* [TEKS BACAAN]:
********
Sabtu, 25 April 2009

Emansipasi Di Gerbong KRL

Hari Jumat itu betul-betul sengsara bagiku. Kuliah dari jam 8.00 sampai jam 17.00 dibarengi dengan flu berat yang aku alami, ditambah dengan sedikit demam, hidung mampet, kepala pusing, dan yang pasti ngantuk berat karena obat flu yang aku telan.

Jam 17.00 kuliah berakhir. Tanpa basa basi aku langsung kabur. Aku ingin pulang. Sebenarnya bisa saja aku kembali ke tempat kost dan beristirahat di sana, tidur sepuasnya. Namun entah kenapa, aku ingin pulang, ingin tidur di kasur empuk rumah, ingin makan masakan Ibu, dan –untuk menghilangkan flu- minta dikeroki Ibu.

Biasanya jika dalam keadaan sehat, aku ke Stasiun Gondangdia untuk menumpang KRL kelas ekonomi. Namun saat itu aku ingin tidur, ingin istirahat sejenak, suatu hal yang tak mungkin aku lakukan di KRL kelas ekonomi pada jam sibuk itu. Maka dari itu aku bersegera ke Stasiun Gambir untuk menumpang Kereta Pakuan, kelas bisnis, agak mahal memang, tapi tak mengapa, yang penting bisa tidur.

Di Gambir, ngantri tiket, menunggu Kereta Pakuan. Tidak lama Kereta Pakuan datang. Untuk masuk gerbong ternyata agak berdesakan. Harapan untuk bisa duduk dan tidur sepertinya mulai menipis. Namun perjuangan ku yang ngotot dan merangsek masuk gerbong, ternyata berbuah hasil. Aku langsung menemukan kursi kosong. Kursi satu-satunya yang kosong di gerbong itu. Aku langsung duduk dan mengambil posisi tidur.

Ternyata memang Kereta Pakuan itu menjadi penuh. Selain karena penumpang dari Stasiun Kota, juga karena membludaknya penumpang dari Stasiun Gambir. Banyak penumpang terpaksa berdiri, sebagian menggelar koran sebagai alas duduk di lantai gerbong. Posisi kursi di Kereta Pakuan Kelas Bisnis berbeda dengan KRL Kelas Ekonomi. JIka posisi kursi KRL Kelas Ekonomi, memanjang dari ujung gerbong satu ke ujung gerbong lainnya, sehingga posisi duduk penumpang berada pada masing-masing sisi gerbong, sementara itu Kereta Pakuan posisi kursinya menghadap ke depan, dengan jok empuk dan setiap kursi dihuni oleh 2 orang penumpang, mirip kursi di kereta mewah Argo jurusan Bandung, Jogja, atau Surabaya. Posisi duduk ku berada di sisi lorong, sehingga para penumpang yang berdiri akan bersender di kursiku dengan memandang iri kepada para penumpang yang duduk termasuk aku.
********
* [YANG DIMINTA]:
[1] Apakah setiap pernyataan berikut sesuai dengan cerita tentang perjalanan pulang naik Kereta Pakuan? Jawab ya atau tidak untuk masing-masing, dan kutip kata-kata dari cerita yang menentukan jawabannya. (a) Saat sehat, penulis biasanya naik KRL kelas ekonomi dari Stasiun Gondangdia. (b) Di Kereta Pakuan, setiap kursi diisi tiga penumpang. (c) Penulis tidak mendapat tempat duduk dan terpaksa berdiri.
[2] Tuliskan lanjutan cerita tentang perjalanan pulang naik Kereta Pakuan ini, dimulai sesudah kalimat terakhirnya.

* [BAHAN TERKUMPUL]:
********
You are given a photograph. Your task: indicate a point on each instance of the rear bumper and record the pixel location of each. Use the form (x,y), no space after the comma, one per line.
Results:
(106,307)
********
* [KUNCI JAWABAN]:
[1]
(a) Ya: "Biasanya jika dalam keadaan sehat, aku ke Stasiun Gondangdia untuk menumpang KRL kelas ekonomi."
(b) Tidak: "setiap kursi dihuni oleh 2 orang penumpang"
(c) Tidak: "Aku langsung menemukan kursi kosong."

[2]
Secara kebetulan, para penumpang yang bersandar dan berdiri dekat kursi dudukku adalah para pekerja perempuan muda. Mereka saling berbicara dan becanda dengan keras di sisiku. Aku berusaha tidak peduli dan melanjutkan tidur. Namun suara canda mereka semakin keras, semakin mengganggu. Yang membuat aku sangat terganggu adalah ketika mereka berbicara,

“Nih cowok egois banget sih, malah tidur, bukannya ngasih tempat buat cewek!” ketus mereka berbicara antar sesama.

Aku membuka mata, aku yakin yang dimaksud mereka adalah aku. Aku lihat mereka satu persatu. Mereka balas menatap, mungkin mereka menyangka aku akan bereaksi dengan memberikan tempat bagi mereka. Tapi, maaf ya, tidak ada tempat untuk kalian. Aku lelah, aku flu, aku ingin tidur! Aku lanjutkan tidurku, semakin lelap semakin tak peduli.

“Maaf, aku tak bisa memberikan tempat ku untuk kalian!” demikian batinku sebelum tidur.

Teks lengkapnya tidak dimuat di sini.